▶ **How to complete this task**
Which lines belong in the answer? Exactly those from the line containing "In the photo above, where can the ancient" through the last line of the records below, repeated as written.

▶ **Given records**
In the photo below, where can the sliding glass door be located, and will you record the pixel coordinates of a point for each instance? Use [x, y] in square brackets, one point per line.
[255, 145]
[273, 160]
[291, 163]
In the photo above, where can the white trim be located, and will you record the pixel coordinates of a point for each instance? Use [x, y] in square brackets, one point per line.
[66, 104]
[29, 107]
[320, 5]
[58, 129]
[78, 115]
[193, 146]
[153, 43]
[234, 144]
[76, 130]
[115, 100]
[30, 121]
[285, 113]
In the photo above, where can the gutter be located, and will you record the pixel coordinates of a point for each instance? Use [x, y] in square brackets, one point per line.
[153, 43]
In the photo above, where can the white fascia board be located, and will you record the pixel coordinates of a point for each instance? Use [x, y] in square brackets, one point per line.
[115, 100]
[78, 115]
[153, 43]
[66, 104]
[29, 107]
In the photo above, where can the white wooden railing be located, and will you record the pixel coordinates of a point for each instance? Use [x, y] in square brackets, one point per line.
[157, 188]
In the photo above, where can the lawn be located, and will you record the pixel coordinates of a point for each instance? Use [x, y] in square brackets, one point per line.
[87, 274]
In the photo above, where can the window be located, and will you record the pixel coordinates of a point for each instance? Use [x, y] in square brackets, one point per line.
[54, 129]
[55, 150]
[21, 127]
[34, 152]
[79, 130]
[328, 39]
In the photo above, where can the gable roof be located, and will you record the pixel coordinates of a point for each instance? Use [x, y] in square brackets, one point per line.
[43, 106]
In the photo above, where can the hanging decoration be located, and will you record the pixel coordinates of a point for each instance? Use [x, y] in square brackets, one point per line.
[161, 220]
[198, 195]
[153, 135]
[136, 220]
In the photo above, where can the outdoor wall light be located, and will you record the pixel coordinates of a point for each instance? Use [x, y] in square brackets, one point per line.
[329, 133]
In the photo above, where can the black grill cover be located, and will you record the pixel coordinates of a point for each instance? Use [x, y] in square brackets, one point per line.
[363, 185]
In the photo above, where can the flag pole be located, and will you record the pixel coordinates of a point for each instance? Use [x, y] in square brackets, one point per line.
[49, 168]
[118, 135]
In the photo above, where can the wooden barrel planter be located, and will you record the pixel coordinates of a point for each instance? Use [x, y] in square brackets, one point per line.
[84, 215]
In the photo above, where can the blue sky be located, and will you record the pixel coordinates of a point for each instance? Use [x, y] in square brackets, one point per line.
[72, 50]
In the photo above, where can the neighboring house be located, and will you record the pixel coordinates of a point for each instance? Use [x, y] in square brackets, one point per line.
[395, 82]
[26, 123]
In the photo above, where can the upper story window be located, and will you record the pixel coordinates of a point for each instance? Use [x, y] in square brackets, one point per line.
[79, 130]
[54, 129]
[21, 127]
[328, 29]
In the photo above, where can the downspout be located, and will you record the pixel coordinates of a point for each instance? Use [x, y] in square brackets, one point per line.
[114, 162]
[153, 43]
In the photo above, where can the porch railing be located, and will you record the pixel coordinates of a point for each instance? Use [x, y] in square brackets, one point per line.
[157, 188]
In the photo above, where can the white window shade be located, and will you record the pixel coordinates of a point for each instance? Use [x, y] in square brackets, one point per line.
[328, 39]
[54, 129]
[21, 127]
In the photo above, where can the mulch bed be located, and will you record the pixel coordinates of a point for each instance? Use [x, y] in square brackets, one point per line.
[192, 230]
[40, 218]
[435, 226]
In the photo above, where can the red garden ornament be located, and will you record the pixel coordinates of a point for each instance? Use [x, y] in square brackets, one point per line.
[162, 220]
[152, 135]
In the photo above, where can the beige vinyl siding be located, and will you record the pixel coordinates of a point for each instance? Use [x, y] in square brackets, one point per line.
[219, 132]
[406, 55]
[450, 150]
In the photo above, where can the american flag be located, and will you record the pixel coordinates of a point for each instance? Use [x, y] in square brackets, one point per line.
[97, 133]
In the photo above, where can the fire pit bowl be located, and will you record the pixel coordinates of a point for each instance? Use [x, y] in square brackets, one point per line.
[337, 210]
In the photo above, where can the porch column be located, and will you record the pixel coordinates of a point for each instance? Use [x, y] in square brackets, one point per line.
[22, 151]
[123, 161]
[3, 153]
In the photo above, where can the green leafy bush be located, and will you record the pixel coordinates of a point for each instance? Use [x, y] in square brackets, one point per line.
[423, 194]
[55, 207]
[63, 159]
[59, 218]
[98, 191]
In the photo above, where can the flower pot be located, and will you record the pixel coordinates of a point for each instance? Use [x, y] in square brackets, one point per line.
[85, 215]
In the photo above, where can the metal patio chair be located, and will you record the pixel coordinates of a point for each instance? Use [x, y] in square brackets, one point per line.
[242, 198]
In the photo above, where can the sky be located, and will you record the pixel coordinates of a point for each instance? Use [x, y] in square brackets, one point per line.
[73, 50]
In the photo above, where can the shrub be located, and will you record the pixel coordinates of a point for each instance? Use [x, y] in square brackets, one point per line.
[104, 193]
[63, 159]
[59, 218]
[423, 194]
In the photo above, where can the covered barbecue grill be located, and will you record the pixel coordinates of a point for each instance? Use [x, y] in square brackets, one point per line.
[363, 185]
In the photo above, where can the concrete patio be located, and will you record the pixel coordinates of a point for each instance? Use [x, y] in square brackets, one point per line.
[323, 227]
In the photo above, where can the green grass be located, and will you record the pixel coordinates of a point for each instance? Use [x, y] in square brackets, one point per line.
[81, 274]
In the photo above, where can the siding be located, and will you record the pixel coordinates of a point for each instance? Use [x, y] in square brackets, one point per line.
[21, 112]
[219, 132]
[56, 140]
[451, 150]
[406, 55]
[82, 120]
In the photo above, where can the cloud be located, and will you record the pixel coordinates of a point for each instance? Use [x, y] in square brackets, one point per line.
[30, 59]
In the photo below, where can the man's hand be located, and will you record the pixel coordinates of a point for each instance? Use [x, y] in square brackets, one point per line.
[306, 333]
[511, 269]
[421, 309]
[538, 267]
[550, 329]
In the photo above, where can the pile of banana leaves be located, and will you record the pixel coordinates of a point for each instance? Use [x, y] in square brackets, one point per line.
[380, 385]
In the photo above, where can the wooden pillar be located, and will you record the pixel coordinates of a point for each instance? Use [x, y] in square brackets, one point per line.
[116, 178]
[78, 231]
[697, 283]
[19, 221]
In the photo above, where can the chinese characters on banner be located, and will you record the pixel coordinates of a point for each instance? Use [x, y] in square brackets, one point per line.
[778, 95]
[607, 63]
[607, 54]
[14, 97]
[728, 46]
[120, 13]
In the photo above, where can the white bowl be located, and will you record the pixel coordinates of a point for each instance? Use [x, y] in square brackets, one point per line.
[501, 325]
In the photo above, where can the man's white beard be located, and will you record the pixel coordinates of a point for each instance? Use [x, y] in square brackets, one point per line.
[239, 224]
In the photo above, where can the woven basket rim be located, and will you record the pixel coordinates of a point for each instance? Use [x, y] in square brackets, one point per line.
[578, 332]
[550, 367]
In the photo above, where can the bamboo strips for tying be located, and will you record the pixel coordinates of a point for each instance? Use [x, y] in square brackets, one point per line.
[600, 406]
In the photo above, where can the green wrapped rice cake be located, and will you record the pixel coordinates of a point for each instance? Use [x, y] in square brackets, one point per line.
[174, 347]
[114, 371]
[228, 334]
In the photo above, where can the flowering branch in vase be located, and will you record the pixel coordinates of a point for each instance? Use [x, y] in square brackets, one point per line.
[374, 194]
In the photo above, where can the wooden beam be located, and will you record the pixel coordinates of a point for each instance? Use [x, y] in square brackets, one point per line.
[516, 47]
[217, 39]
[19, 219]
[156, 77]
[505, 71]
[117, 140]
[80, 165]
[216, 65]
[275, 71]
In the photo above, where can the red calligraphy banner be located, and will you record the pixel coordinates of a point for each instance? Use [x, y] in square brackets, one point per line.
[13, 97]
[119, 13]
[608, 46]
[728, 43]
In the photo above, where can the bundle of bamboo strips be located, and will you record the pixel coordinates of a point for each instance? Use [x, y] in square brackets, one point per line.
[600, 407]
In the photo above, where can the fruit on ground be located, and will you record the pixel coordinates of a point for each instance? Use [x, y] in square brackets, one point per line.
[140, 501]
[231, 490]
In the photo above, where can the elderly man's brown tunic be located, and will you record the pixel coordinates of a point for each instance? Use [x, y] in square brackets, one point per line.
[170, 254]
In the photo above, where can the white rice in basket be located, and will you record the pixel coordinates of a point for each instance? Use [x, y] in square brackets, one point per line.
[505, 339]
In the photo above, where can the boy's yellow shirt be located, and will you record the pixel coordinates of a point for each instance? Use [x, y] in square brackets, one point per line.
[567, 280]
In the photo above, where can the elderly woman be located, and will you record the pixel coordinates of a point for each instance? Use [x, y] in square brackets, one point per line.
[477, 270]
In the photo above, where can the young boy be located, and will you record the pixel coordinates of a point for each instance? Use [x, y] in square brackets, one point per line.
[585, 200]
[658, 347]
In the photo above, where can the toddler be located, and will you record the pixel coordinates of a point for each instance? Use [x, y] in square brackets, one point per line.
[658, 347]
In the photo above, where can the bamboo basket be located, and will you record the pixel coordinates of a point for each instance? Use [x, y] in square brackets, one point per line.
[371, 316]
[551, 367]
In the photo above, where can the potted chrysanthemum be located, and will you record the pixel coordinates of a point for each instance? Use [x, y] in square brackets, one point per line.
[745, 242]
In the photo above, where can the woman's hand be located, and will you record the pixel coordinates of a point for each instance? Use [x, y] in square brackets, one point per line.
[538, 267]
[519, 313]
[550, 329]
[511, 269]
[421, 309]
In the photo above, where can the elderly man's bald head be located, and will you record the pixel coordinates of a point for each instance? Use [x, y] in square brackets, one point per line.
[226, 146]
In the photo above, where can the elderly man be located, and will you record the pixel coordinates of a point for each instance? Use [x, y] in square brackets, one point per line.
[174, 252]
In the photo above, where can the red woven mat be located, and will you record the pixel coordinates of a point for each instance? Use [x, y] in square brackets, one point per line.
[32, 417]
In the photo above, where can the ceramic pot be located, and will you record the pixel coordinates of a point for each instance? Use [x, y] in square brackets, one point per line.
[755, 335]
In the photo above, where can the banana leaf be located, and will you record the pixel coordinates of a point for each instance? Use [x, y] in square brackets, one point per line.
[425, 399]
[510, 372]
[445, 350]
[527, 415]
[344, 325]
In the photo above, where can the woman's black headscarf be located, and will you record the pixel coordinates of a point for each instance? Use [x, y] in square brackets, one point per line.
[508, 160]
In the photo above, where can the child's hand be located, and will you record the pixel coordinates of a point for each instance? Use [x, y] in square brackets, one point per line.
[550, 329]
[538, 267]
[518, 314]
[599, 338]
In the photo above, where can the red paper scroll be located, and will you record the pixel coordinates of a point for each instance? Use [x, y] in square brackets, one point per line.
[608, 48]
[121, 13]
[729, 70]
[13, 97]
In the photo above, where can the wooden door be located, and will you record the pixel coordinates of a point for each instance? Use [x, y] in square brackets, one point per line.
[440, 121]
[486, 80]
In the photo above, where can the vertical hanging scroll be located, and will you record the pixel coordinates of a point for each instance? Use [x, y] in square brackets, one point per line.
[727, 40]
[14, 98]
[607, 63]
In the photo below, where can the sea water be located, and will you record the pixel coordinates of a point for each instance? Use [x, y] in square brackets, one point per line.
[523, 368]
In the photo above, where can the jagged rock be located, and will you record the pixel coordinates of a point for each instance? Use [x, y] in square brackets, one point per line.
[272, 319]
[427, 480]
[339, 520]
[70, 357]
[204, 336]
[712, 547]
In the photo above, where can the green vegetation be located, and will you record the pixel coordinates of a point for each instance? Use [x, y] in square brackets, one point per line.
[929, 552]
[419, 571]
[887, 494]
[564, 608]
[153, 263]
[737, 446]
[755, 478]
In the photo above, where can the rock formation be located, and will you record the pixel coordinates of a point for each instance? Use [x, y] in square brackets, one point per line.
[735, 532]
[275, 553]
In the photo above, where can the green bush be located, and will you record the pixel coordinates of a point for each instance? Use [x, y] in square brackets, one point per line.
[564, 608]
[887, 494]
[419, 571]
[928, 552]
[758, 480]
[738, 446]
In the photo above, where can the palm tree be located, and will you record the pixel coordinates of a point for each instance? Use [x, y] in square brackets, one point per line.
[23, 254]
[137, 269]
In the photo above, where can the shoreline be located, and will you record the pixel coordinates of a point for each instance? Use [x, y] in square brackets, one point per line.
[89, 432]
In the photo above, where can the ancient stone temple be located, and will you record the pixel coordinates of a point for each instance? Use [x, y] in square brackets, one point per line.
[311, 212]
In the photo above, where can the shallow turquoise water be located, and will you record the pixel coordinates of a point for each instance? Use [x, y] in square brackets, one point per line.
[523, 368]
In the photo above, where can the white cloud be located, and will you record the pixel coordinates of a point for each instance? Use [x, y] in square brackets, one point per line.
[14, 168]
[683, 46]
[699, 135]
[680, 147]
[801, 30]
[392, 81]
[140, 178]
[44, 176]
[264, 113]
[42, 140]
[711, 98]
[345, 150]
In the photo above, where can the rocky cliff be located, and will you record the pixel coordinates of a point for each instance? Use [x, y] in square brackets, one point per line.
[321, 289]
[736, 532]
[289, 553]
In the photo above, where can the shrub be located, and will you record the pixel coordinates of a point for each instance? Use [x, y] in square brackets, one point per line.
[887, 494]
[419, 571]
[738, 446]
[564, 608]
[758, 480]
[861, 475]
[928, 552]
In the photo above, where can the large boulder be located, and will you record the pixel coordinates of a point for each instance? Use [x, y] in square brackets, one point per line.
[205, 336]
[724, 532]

▶ **Your response**
In the photo above, where can the ancient stone temple be located, and will you record the pixel coordinates of a point for each instance? Use [x, y] in square brackets, one point per line.
[311, 212]
In the photo above, where can the shallow turquoise water be located, and will you record the pixel coordinates of a point for each instance? Use [x, y] in square brackets, one point per line.
[523, 368]
In the photo above, where can the white cloud be located, and will you record the pixel coordinates of a point for each instance? Use [x, y] in square brackets, one point per line.
[14, 168]
[683, 46]
[699, 135]
[680, 147]
[801, 30]
[392, 81]
[140, 178]
[44, 176]
[264, 113]
[42, 140]
[711, 98]
[345, 150]
In the photo above, where can the rocky cliff be located, and will you record the pixel coordinates of a point for each instance? Use [x, y] in square brackets, one point per line.
[321, 289]
[736, 532]
[289, 553]
In the photo above, where can the shrub be located, and will you record the pixel coordinates of a point for each instance? Use [x, y] in square brackets, one point per line.
[887, 494]
[419, 571]
[738, 446]
[564, 608]
[758, 480]
[861, 475]
[928, 552]
In the photo above, where can the large boulder be located, and will you record the pixel coordinates of a point for each instance? Use [x, y] in square brackets, one point per line.
[205, 336]
[724, 532]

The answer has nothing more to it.